* [Extracted text]
Monday, October 29, 2012

Changing Truths in Silko's "Ceremony"


The first two readings for this week’s class focus on man’s attempt at gaining truth. For millennia, man has tried to understand a fixed, universal truth that is objective to his existence. Robert L. Scott and Barry Brummett argue that there is no such truth.

In “On Viewing Rhetoric as Epistemic,” Scott claims, “The assumption that has spanned the centuries from that dialogue in Athens to the one in Washington, D.C., is that men can possess truth” (10). The author goes on to disprove that assumption because no one has found one universal truth that spans from past to present to future; events are constantly in flux, and their truths always change. Scott has found that “truth is not prior and immutable but is contingent” (13). This idea can be applied in the moral sense. Scott gives the example of a man conflicted between his country and family. He has a duty to both, yet the two require different obligations from him. If he is committed to his country, he might feel that he must serve to protect it, taking a lower-paying job in the army and risking his life. However, if he commits himself to his family, then he should get a high-paying job that allows him to provide for his family while also spending time with them. He has a choice, and he must take action. In this instance, there is no right path he must take, no one truth by which he must abide. He must choose which direction he shall take and be responsible for the consequences. Similarly, a rhetor must decide which truths to argue and persuade audiences toward while taking on the consequences of his speech. He is held accountable for his decisions, so he will not abuse his power to find truth. As Scott says, “Man must consider truth not as something fixed and final but as something to be created moment by moment in the circumstances in which he finds himself and with which he must cope” (17). Human action is not fixed because truths are not fixed.

* [Record excerpts]
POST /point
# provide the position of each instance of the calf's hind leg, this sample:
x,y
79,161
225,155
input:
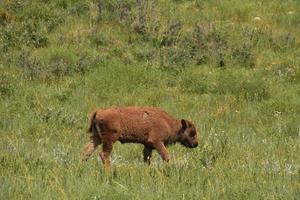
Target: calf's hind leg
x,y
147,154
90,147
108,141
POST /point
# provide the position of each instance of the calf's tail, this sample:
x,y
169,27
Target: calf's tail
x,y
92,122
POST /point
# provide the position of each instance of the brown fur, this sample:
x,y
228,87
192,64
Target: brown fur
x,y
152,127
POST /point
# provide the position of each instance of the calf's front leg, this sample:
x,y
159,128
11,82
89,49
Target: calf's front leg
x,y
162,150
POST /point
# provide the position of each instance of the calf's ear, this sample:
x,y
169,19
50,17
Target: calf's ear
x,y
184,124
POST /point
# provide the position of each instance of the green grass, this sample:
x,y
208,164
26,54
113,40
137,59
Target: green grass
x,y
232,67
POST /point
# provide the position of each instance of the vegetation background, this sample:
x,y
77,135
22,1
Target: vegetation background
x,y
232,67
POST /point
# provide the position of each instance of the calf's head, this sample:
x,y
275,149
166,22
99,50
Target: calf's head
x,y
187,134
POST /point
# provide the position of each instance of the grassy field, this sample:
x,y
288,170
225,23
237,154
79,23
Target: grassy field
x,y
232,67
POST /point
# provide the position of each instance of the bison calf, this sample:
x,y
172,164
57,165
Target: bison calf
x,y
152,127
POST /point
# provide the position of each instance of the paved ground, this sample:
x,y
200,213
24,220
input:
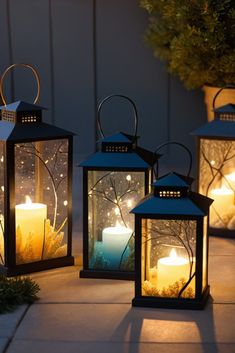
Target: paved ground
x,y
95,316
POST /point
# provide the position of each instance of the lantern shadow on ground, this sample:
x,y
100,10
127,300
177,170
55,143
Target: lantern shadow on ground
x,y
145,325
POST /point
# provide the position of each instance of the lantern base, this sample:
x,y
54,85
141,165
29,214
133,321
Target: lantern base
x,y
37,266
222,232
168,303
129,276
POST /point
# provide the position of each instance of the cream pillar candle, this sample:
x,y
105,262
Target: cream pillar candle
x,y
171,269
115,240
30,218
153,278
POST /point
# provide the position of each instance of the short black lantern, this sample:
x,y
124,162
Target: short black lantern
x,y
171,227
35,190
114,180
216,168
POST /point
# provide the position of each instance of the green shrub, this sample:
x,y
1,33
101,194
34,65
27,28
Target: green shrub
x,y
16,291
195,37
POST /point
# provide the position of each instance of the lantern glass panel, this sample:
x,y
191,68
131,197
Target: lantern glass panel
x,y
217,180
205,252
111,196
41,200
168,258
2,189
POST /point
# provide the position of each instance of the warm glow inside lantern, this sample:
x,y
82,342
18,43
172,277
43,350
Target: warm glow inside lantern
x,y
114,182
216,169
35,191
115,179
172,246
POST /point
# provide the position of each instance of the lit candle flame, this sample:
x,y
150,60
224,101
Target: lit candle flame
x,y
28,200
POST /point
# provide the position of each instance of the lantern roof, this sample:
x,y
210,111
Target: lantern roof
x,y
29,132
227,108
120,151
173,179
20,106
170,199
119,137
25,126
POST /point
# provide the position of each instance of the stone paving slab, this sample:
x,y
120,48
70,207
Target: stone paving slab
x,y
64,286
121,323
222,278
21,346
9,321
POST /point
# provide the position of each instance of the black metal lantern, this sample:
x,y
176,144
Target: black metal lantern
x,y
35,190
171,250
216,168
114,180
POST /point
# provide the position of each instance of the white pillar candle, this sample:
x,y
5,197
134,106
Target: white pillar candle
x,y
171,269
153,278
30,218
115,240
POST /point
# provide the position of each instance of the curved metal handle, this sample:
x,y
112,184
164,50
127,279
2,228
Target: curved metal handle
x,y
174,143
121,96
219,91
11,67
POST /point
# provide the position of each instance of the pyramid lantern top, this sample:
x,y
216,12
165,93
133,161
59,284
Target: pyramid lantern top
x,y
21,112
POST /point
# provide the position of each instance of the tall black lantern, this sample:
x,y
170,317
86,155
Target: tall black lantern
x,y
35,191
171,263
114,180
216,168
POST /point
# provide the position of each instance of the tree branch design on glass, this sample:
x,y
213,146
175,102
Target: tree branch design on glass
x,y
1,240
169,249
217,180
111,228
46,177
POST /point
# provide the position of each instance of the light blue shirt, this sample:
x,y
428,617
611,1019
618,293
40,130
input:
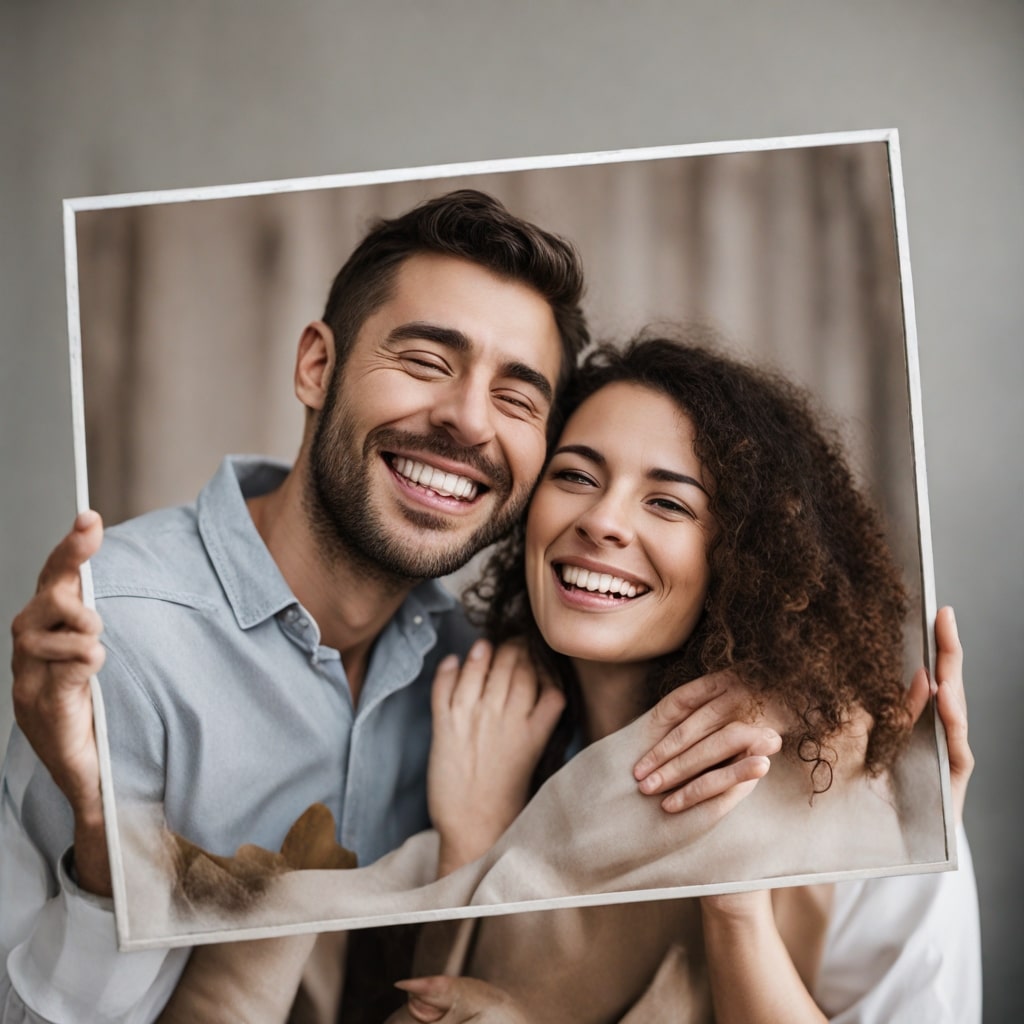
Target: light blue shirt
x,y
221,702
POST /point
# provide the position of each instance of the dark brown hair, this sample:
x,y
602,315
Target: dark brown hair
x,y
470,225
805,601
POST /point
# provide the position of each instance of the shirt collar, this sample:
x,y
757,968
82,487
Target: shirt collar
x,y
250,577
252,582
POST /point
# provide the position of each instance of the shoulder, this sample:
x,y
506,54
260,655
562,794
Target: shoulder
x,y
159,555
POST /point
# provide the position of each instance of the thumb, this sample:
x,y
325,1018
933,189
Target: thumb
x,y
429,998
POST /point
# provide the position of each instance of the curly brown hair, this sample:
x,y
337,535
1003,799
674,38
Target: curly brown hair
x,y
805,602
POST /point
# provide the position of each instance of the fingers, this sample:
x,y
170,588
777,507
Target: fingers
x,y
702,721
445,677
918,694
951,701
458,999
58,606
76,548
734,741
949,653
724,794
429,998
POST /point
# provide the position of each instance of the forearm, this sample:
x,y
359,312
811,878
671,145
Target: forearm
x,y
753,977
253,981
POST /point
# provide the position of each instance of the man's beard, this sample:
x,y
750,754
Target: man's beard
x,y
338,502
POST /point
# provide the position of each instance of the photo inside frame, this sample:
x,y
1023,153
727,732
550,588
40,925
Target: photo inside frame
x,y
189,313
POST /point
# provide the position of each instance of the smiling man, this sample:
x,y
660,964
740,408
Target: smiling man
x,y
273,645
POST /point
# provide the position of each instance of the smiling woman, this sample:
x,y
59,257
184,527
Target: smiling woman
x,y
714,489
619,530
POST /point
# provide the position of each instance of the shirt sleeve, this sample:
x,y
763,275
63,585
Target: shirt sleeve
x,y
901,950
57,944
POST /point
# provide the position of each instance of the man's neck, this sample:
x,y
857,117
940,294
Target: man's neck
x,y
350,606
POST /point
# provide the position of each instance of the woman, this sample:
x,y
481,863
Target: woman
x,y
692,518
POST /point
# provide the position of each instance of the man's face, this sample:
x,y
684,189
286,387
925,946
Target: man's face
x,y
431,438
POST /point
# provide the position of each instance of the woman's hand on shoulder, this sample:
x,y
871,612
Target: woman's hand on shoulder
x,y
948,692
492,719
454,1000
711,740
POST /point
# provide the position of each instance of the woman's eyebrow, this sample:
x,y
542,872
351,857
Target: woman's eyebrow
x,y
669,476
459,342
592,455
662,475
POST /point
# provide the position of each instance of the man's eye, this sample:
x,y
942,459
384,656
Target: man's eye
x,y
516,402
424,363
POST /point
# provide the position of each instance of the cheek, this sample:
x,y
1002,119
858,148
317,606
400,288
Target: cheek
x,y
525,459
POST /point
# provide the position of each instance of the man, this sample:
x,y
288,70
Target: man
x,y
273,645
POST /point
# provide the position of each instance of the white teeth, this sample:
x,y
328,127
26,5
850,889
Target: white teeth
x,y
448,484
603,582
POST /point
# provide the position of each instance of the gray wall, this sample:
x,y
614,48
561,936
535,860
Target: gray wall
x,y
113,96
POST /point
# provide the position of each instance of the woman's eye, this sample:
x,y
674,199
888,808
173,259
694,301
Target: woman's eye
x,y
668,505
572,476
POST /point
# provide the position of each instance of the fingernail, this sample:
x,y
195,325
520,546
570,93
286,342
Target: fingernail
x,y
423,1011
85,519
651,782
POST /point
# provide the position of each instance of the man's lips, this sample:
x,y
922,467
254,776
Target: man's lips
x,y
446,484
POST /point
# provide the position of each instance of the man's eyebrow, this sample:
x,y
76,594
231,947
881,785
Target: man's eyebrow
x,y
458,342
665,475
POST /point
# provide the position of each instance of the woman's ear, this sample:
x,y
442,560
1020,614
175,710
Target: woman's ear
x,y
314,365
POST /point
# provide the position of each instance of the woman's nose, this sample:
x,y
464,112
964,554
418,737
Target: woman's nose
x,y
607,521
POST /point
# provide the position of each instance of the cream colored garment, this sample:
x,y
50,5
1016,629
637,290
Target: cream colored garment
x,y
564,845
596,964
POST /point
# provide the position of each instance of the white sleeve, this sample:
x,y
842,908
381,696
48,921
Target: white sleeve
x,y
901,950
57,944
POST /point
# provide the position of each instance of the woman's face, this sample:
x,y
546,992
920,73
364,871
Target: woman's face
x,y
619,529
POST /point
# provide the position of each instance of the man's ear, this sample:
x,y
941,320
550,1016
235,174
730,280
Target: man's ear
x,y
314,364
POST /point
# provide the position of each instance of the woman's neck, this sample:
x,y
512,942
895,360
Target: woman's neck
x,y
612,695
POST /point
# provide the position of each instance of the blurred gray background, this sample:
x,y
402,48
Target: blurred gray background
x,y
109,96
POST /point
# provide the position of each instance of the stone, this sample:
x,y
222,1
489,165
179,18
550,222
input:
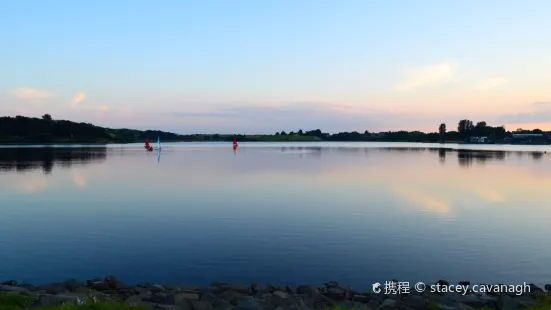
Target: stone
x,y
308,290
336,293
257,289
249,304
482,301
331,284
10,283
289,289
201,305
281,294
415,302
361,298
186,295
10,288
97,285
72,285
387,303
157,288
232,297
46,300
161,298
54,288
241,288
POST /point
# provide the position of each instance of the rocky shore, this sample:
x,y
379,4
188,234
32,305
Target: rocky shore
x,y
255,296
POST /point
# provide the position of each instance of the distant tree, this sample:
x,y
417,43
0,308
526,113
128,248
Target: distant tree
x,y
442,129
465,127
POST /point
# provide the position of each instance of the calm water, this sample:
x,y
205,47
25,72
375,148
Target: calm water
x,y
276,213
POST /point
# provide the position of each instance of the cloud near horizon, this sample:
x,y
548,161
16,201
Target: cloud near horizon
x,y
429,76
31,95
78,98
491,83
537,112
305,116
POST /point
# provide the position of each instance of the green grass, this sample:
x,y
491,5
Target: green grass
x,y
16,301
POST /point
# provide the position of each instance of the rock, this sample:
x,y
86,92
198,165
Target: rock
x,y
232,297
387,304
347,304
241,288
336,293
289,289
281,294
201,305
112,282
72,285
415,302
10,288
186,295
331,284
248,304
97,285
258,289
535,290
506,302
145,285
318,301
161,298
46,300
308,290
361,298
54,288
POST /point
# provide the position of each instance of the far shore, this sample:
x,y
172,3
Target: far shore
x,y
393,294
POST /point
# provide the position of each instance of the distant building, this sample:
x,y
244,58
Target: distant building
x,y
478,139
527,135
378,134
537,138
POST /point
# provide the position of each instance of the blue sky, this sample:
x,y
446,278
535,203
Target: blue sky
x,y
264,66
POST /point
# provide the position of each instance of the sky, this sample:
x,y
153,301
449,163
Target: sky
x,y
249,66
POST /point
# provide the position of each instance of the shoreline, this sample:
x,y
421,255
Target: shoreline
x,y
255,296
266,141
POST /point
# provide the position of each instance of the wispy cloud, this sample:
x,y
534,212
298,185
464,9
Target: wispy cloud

* [Task directions] From the post on changing truths above, reproduce the passage that begins with the words "Monday, October 29, 2012" and ends after the words "no such truth.".

* [Exercise answer]
Monday, October 29, 2012

Changing Truths in Silko's "Ceremony"


The first two readings for this week’s class focus on man’s attempt at gaining truth. For millennia, man has tried to understand a fixed, universal truth that is objective to his existence. Robert L. Scott and Barry Brummett argue that there is no such truth.